---- Rows

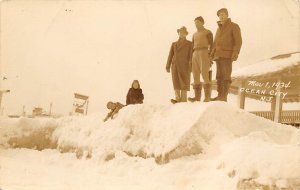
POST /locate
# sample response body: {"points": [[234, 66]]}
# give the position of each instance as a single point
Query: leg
{"points": [[227, 70], [177, 96], [205, 65], [220, 78], [183, 96], [196, 69]]}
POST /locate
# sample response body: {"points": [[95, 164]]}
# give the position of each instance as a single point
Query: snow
{"points": [[267, 66], [184, 146]]}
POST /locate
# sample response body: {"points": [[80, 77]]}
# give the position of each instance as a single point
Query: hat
{"points": [[182, 29], [222, 10], [200, 18]]}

--------

- [Task brief]:
Change every occurrence of "single point" to "single coordinate pair" throughout the material, reproducing all other lines without alteration. Omit the pictures from your answer.

- [Response to this task]:
POST /locate
# sample response body: {"points": [[234, 66]]}
# give the position of each instance as a single coordinate pair
Query: leg
{"points": [[227, 70], [177, 96], [205, 65], [220, 78], [183, 96], [196, 69]]}
POST /locate
# sample response body: {"points": [[95, 164]]}
# give the position of each instance as a single coordinate pair
Query: snow
{"points": [[267, 66], [184, 146]]}
POST /locate
# sample response body: {"points": [[80, 77]]}
# give the position of each instance as a single coordinate pair
Query: hat
{"points": [[182, 29], [222, 10], [200, 18]]}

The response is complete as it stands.